# [What to do]
Return every record below exactly.

(Dataset items)
[Start of Attachment]
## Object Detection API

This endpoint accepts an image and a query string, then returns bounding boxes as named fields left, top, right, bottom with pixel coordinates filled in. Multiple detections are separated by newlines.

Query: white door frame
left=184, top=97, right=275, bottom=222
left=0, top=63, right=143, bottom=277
[End of Attachment]
# [Finished task]
## Object Detection API

This endpoint accepts an image and a query string, then returns bounding boxes as named fields left, top, right, bottom with pixel coordinates filled in. Multiple detections are separated by newlines.

Query: white door frame
left=184, top=97, right=275, bottom=222
left=0, top=63, right=143, bottom=277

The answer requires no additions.